[[ Data in this exercise, beginning ]]
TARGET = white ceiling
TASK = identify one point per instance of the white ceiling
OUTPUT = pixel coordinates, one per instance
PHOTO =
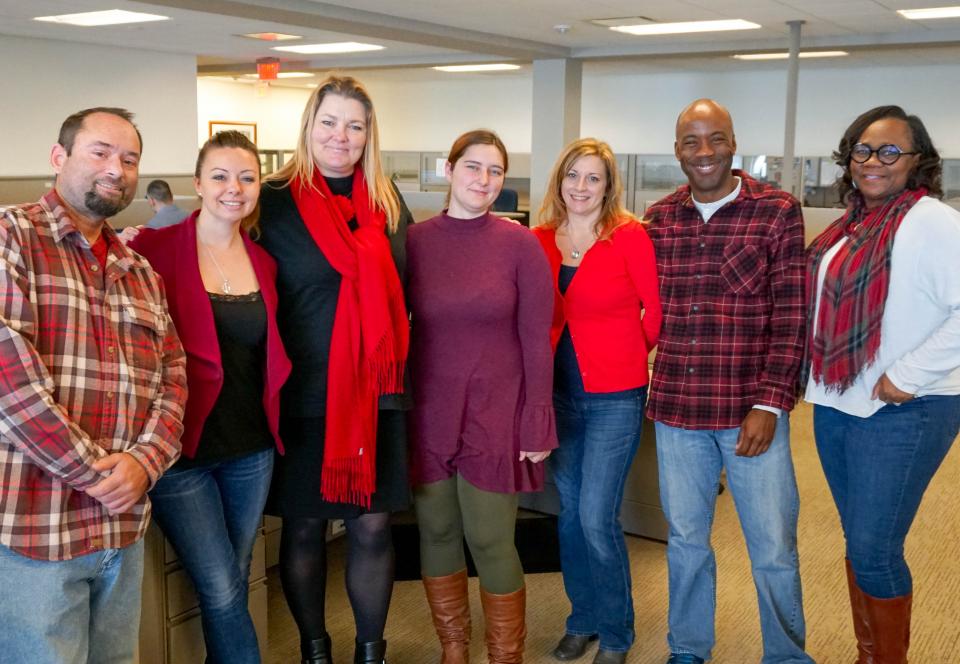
[[ Data in this exercise, end ]]
[[ Data in this exercise, beginning ]]
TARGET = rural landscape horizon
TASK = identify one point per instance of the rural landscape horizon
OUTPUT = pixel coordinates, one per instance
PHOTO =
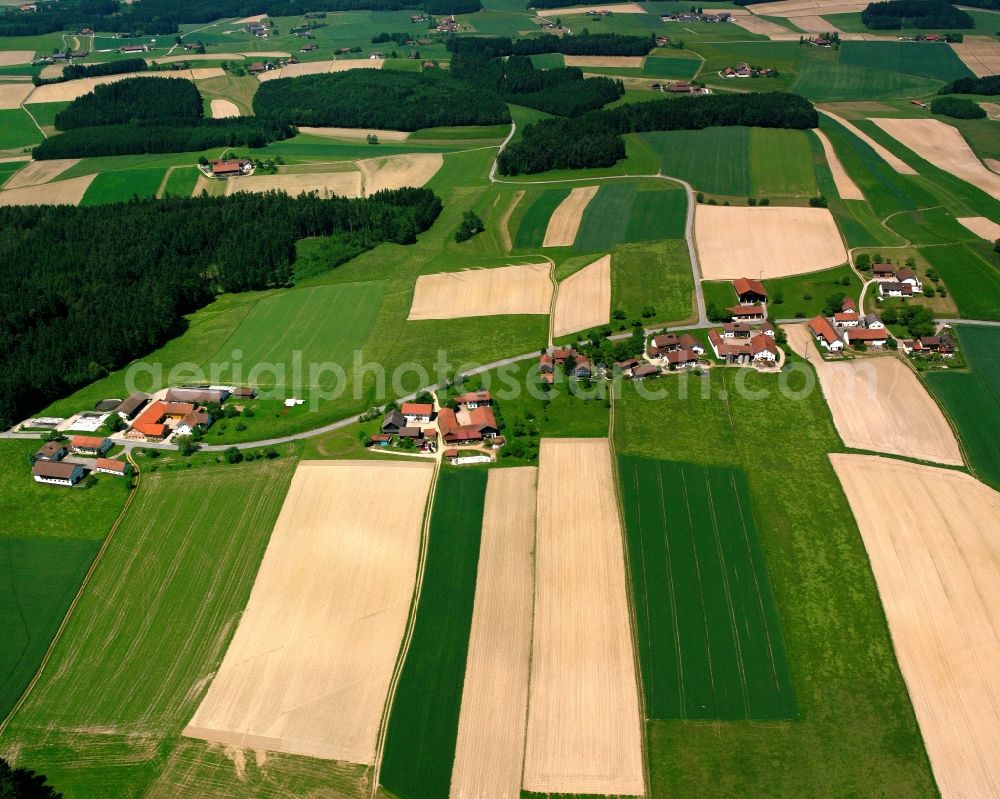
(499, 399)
[[ Data in this exercise, end ]]
◆ Exercise aim:
Report every line of the entries that carries the word "TARGET".

◆ Reply to the task:
TARGET = white ceiling
TARGET = rural landscape horizon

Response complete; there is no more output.